The age of the movie star may have been replaced by infinite streaming services, but everyone's favorite straight-shooting actor is doing better than ever. Harrison Ford is one of those names that will stand the test of time. Ford has not only portrayed multiple beloved film characters, but he also never seems to be a Hollywood creature. The "Star Wars" alum keeps a permanent residence in Jackson Hole, Wyoming, on a little ranch with his wife, Calista Flockhart. He flies his personal planes and doesn't feel the need to take an endless stream of roles.

That has only recently seemed to change. Ford stepped back into the spotlight this year when he joined Helen Mirren in the highly anticipated "Yellowstone" spin-off, "1923." The series explores a new generation of Duttons as they attempt to secure their Montana ranch. Ford is also on the opposite side of television programming in the AppleTV+ comedy, "Shrinking." The series stars Jason Segel as Jimmy, a therapist trying to process his grief while helping patients with theirs. Ford's praise-worthy curmudgeon, Phil, is a highlight of the series, paired with the actor's brash comedic style. But even with this newfound success, Ford continues to be unapologetically who he is — especially when it comes to his opinion about Hollywood.

**Problem requirements:** Continue the text about Harrison Ford from where it stops.

**Data supplied:**
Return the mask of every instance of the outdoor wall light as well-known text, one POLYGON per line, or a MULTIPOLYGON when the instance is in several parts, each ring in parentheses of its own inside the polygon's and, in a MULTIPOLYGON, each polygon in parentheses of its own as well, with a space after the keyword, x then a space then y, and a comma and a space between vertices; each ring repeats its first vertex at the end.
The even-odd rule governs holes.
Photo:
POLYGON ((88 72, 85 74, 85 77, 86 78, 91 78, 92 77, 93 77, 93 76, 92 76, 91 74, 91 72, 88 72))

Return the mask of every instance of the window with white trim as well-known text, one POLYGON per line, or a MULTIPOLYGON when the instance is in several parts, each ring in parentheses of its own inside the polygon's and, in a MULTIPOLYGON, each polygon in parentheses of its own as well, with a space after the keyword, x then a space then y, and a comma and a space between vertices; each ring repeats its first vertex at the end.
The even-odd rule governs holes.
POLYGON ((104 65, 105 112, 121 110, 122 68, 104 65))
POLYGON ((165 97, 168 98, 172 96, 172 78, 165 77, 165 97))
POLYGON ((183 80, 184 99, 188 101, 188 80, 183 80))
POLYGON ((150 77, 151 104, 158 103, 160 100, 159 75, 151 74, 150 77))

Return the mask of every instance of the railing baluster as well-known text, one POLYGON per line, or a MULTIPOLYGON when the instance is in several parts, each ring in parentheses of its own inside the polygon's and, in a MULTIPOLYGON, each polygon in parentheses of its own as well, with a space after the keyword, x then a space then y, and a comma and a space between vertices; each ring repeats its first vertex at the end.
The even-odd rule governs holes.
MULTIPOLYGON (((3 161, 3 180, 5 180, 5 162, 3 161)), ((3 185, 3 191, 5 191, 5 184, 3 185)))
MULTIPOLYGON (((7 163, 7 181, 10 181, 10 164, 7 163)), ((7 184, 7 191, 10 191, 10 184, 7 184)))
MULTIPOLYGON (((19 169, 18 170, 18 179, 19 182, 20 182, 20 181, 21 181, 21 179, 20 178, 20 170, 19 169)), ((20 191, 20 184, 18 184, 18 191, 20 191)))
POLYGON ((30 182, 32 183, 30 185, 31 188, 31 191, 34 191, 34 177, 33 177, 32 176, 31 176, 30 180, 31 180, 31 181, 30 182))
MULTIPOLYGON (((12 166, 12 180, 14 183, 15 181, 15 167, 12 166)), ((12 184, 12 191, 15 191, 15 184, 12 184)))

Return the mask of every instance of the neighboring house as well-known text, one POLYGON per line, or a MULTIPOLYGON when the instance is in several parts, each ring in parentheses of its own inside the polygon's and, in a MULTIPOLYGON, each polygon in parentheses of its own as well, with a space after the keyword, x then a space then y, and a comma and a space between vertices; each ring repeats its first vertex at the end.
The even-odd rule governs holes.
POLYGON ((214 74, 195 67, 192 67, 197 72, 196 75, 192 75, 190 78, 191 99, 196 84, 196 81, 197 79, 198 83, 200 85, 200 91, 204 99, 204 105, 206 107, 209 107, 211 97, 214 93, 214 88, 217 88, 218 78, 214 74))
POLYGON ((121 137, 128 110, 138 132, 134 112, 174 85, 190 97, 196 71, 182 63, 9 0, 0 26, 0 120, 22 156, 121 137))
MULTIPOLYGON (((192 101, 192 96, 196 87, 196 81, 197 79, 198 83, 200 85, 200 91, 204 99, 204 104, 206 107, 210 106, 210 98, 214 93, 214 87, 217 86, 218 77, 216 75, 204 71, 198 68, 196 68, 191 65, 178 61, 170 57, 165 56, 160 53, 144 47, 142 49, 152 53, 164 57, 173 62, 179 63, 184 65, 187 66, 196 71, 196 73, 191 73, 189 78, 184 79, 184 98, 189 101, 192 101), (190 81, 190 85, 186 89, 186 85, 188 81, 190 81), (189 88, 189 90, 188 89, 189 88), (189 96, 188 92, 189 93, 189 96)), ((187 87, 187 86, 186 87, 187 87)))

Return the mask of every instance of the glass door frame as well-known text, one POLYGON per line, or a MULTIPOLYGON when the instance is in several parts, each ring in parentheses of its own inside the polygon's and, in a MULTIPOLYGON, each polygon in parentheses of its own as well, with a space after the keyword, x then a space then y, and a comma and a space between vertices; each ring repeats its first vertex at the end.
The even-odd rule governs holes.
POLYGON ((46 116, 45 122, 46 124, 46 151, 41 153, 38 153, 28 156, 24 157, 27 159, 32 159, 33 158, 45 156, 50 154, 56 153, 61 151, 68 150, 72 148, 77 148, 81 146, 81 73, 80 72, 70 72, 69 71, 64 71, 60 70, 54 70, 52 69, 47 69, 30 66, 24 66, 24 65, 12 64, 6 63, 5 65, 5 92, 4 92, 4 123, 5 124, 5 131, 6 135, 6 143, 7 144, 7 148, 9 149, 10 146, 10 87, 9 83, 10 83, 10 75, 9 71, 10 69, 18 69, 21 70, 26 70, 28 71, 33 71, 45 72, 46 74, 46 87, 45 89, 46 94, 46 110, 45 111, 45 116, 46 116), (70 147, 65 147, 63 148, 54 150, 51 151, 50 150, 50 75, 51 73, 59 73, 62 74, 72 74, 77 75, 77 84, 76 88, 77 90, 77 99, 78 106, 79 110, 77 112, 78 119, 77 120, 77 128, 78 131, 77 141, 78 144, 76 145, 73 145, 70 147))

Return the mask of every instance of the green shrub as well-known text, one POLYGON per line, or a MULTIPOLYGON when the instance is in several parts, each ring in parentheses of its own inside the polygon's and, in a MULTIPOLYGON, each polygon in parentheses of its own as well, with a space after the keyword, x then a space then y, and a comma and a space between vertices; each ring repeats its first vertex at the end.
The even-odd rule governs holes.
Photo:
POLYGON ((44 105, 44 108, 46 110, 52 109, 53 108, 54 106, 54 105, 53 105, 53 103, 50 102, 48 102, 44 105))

--

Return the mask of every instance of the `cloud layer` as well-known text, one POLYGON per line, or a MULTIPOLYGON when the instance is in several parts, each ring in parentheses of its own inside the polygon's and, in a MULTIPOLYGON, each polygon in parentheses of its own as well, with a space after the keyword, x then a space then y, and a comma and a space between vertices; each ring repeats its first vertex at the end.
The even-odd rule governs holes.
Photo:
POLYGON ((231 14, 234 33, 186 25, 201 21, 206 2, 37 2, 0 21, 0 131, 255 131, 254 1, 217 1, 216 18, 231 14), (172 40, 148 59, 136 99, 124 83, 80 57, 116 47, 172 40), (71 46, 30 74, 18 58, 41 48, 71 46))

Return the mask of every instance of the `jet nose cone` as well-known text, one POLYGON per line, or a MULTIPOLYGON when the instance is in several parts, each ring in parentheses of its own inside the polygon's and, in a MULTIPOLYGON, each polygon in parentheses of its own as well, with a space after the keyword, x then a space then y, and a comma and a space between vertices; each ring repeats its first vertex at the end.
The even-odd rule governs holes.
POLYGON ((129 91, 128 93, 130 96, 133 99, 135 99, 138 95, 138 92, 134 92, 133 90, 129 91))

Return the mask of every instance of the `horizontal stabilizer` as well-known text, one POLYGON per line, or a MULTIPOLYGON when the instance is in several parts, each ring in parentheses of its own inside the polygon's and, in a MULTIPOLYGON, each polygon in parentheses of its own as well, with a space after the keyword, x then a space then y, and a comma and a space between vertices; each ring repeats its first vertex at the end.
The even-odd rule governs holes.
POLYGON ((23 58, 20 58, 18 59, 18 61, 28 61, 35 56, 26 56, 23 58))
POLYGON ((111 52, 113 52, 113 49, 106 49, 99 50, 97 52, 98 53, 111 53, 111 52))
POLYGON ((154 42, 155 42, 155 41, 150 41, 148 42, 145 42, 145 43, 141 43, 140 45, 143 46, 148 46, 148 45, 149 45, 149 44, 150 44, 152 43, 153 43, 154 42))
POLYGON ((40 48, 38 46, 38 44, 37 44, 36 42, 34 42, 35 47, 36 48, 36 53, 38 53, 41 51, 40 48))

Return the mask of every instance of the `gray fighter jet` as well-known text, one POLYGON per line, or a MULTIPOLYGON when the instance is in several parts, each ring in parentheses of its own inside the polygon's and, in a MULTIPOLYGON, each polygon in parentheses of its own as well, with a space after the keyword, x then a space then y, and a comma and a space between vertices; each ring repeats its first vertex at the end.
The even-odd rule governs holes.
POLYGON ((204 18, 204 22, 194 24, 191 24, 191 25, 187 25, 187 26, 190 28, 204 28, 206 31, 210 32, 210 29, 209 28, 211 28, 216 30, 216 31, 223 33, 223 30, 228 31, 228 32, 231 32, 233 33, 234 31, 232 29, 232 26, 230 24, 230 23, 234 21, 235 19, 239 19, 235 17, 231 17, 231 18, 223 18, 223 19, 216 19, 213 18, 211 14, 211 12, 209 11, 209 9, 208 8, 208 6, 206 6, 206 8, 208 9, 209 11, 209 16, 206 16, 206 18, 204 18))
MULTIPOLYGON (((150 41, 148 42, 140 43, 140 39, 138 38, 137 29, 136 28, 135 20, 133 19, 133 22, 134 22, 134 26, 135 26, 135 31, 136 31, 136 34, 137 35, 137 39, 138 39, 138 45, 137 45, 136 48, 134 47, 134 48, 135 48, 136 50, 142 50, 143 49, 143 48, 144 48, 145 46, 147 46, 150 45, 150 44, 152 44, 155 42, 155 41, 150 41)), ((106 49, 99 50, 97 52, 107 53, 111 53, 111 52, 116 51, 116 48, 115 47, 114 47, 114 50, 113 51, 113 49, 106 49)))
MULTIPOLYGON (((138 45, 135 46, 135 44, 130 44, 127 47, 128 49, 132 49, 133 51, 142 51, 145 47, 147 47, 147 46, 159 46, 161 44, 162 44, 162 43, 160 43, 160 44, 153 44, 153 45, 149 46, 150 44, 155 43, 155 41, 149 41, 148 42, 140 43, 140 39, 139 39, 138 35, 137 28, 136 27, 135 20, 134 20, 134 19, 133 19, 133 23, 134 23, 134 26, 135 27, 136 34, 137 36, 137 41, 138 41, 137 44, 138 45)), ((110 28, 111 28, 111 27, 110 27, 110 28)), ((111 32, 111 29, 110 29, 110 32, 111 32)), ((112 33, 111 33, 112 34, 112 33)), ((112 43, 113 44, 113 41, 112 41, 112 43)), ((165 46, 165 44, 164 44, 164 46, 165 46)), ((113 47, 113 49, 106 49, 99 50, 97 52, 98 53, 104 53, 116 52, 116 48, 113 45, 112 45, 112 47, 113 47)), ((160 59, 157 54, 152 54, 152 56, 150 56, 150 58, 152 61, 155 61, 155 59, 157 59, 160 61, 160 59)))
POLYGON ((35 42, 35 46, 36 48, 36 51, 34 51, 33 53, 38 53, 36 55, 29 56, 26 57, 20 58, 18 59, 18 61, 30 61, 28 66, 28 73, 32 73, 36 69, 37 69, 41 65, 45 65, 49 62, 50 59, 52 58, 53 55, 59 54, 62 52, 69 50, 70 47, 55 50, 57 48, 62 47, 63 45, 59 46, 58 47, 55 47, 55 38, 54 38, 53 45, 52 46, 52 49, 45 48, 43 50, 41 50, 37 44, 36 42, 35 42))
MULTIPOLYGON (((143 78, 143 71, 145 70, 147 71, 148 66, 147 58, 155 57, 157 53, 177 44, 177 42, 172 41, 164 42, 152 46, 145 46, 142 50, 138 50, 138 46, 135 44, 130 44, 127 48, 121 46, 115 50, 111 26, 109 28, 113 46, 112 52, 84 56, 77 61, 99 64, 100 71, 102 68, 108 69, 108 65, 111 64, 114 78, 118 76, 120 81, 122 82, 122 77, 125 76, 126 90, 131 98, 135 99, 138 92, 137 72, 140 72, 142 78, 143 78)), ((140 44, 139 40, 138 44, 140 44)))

**Answer to this task:**
The entertainment industry has spread all over the country

Harrison Ford's upcoming movie credits are just as exciting as his small-screen endeavors. The actor will be reprising his role as Indiana Jones in the Phoebe Waller-Bridge penned "Indiana Jones 5," as well as portraying the new face of Thunderbolt Ross. When speaking to The Hollywood Reporter, the publication noted the uptick in Ford's onscreen performances. Ford didn't feel the need to flood the market with movies. Instead, he picked the projects he wanted and didn't need to have a home base in Hollywood.

"Once people are established to a certain degree, they don't have to be at a roll call in Hollywood — which is a fictional place, anyway. This is Los Angeles. We call the movie business 'Hollywood,'" Ford said. "But the movie business is everywhere now. It's in Atlanta. It's in New Orleans. People are building studios in Montana with a big investment." Filming "1923" on location is one example of this. Per Esquire, showrunner Taylor Sheridan has a particular disdain for Hollywood culture. Filming in Montana adds to production value and allows "Hollywood" to become less of an insider business. Atlanta has been a hotbed of filming activity due to tax breaks, with large properties like "The Walking Dead" choosing to film there (via Time). If it continues to go this way, more creatives will be able to pick and choose their projects, just like Ford is doing now.